From the passage on the Palm Cockatoo, list every part of the bird's head that it names.

• PASSAGE SHOWN
····················
The Palm Cockatoo is Australia’s largest cockatoo, weighing up to 1200 g. It is a distinctive bird with a large crest and black matte body feathers. It has a red cheek patch which is an area of bare skin that can change colour depending on how much blood is flushed through it. Birds can hide or reveal the cheek patch by altering the position of facial feathers. They call with a distinctive piercing, far-carrying whistle.
The Palm Cockatoo has one of the largest bills of any parrots (only the Hyacinth Macaw has a larger bill). This powerful bill enables Palm Cockatoos to eat very hard nuts and seeds. The bill is unusual as the lower and upper mandibles do not meet for much of its length, allowing the tongue to hold a nut against the top mandible while the lower mandible works to open it.
Breeding takes place inside large tree hollows. Males use their massive bills to break off thick sticks to use for a drumming display during the breeding season. After drumming, the male occasionally strips the stick into small pieces to line the nest. The reason for drumming remains a mystery, although it is thought that perhaps the females can assess the durability of the nesting hollow by the resonance of the drumming.
····················
• Stored data entries
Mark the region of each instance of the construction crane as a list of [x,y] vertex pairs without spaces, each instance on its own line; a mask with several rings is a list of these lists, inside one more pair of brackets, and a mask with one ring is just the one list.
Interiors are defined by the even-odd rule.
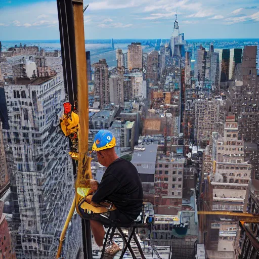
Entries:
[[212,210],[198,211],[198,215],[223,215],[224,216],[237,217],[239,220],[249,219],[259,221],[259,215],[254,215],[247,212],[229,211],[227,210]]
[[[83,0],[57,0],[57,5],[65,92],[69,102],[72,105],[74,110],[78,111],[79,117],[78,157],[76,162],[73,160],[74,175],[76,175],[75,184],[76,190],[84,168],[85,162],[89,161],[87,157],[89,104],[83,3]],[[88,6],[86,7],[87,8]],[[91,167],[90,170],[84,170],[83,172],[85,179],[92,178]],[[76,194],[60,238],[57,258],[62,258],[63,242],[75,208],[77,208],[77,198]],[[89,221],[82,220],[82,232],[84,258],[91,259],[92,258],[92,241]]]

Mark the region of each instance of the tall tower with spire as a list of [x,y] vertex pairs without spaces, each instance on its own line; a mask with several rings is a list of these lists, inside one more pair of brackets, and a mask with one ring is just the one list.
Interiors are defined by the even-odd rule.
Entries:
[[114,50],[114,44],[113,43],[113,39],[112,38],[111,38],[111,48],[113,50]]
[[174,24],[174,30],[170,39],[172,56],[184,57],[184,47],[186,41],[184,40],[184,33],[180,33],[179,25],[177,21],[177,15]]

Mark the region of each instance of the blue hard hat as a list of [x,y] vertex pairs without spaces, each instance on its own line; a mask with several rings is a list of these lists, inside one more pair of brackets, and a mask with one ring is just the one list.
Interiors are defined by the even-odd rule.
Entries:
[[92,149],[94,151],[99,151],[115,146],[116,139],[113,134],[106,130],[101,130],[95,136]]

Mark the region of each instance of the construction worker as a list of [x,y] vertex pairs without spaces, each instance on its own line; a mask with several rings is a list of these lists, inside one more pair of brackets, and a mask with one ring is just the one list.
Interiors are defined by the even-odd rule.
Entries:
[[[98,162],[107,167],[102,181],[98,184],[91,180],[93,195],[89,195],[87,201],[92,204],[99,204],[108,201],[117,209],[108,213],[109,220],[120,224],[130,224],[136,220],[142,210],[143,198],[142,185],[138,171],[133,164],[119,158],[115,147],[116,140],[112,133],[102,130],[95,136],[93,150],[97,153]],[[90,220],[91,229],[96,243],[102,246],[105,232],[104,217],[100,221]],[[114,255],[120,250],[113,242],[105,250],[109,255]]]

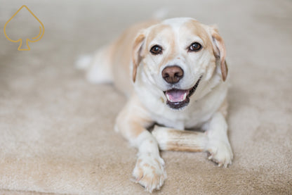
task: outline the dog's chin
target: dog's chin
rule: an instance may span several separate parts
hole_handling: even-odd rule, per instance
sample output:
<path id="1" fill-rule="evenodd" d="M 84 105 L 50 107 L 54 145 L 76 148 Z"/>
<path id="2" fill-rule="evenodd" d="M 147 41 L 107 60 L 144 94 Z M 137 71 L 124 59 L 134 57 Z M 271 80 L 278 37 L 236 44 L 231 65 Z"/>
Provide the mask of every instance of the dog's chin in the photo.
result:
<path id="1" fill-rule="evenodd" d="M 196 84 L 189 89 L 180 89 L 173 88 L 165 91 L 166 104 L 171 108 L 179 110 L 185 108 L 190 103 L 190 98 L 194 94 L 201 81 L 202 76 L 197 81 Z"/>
····················
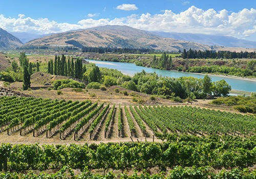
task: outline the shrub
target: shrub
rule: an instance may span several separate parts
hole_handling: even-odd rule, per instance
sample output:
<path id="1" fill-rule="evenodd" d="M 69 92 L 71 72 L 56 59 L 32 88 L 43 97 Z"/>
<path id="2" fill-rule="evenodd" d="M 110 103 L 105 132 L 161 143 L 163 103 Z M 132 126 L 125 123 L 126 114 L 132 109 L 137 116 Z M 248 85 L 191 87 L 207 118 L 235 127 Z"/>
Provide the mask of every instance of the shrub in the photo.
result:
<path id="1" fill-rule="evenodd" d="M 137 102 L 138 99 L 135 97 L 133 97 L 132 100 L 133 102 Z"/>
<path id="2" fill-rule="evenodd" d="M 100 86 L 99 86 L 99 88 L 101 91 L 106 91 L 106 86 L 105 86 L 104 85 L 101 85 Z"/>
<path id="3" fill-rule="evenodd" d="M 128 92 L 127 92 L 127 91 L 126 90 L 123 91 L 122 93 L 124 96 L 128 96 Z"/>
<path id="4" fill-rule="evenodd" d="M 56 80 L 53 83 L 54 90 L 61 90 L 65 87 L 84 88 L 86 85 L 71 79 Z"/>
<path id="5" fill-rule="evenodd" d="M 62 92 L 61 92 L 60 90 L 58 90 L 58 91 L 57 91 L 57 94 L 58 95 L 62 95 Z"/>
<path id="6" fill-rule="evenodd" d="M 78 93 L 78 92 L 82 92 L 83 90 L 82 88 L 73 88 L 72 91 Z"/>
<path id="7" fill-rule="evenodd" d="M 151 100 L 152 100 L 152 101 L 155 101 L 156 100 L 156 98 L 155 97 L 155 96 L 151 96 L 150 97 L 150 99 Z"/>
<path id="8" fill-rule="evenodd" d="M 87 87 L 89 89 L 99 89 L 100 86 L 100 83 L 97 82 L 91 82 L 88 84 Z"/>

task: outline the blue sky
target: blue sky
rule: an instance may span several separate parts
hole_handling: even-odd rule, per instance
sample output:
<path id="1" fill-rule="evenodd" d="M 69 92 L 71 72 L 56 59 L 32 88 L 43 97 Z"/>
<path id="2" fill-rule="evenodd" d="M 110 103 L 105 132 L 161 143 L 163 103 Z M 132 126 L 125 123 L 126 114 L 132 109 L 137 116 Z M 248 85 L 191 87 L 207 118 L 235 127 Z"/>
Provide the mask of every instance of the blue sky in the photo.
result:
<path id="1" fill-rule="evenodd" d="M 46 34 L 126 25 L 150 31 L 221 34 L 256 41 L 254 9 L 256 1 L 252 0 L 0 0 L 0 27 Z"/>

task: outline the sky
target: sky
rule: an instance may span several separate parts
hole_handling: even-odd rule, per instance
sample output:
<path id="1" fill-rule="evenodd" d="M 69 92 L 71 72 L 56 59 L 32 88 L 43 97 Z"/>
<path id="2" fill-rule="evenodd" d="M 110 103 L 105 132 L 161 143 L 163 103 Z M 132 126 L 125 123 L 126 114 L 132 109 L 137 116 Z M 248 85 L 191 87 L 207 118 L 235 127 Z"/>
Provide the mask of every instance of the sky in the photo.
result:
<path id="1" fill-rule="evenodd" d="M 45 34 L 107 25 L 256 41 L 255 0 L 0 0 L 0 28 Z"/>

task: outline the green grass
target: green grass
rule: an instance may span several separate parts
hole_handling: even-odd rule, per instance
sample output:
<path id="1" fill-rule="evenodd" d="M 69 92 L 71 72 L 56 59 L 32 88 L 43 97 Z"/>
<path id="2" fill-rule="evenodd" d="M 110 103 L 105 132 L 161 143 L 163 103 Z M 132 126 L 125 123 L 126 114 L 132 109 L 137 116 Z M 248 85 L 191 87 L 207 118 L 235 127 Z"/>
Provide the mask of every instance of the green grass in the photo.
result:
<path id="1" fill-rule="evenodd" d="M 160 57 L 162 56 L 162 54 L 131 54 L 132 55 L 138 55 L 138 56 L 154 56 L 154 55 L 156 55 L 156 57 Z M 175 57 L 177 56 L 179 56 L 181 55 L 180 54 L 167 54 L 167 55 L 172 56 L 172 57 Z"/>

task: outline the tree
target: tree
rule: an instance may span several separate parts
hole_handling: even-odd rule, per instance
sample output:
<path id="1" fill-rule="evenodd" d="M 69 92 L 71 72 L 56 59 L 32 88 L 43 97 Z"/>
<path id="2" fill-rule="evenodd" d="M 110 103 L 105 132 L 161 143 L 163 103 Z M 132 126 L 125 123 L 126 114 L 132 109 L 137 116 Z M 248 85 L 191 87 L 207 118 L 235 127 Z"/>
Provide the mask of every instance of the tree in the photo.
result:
····················
• RESPONSE TO THIS TASK
- Crest
- Red cheek patch (an area of bare skin)
- Facial feathers
- Bill
- Upper mandible
- Lower mandible
- Tongue